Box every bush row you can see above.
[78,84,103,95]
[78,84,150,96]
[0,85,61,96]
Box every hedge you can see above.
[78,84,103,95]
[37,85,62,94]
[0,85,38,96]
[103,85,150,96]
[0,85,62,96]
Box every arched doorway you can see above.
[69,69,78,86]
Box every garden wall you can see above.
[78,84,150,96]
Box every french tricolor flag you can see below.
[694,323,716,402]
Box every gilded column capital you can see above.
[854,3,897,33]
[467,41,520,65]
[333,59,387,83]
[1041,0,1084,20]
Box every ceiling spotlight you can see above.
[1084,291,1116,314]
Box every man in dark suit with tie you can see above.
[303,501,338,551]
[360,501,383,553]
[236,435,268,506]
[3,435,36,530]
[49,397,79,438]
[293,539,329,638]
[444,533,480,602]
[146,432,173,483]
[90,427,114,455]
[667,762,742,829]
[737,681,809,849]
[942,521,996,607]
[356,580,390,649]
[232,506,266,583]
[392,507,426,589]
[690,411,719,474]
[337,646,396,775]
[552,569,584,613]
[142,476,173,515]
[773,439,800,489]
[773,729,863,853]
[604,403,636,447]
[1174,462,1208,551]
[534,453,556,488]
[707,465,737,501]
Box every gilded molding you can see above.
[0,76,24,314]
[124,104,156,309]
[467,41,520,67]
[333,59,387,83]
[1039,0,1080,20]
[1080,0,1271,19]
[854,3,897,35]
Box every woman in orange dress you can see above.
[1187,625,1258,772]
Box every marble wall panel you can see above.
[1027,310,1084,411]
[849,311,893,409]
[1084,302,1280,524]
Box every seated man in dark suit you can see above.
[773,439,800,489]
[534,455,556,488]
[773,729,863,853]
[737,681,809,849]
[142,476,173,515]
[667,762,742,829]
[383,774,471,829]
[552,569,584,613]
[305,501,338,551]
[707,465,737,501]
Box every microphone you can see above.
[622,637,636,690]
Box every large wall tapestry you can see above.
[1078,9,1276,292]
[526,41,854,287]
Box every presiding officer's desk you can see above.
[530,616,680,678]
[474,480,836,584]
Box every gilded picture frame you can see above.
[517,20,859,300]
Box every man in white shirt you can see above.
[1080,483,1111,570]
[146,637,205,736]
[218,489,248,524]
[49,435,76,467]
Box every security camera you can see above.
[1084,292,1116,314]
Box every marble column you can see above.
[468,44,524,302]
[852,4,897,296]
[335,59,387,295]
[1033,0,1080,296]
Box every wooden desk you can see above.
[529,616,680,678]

————————

**STATED GOAL:**
Copy the entries, starting at the line that contains "Box every microphone you can see above." and stopping after the line that contains "[1084,292,1116,314]". Shift every bounding-box coordinate in the answers by adding 105 to it, and reproduce all other lines unchanged.

**OUTPUT BELOW:**
Box every microphone you can see above.
[727,742,741,795]
Box every large wall tapestry you can see above.
[1183,114,1381,397]
[631,146,959,392]
Box every presiding officer's desk you can see above.
[635,721,785,783]
[579,585,941,689]
Box every gilded picture frame you can see above.
[622,125,964,405]
Box every man in white shirt you can see above.
[1185,588,1216,675]
[251,742,310,841]
[323,594,353,629]
[154,540,181,572]
Box every security camera you can see above.
[1189,397,1221,419]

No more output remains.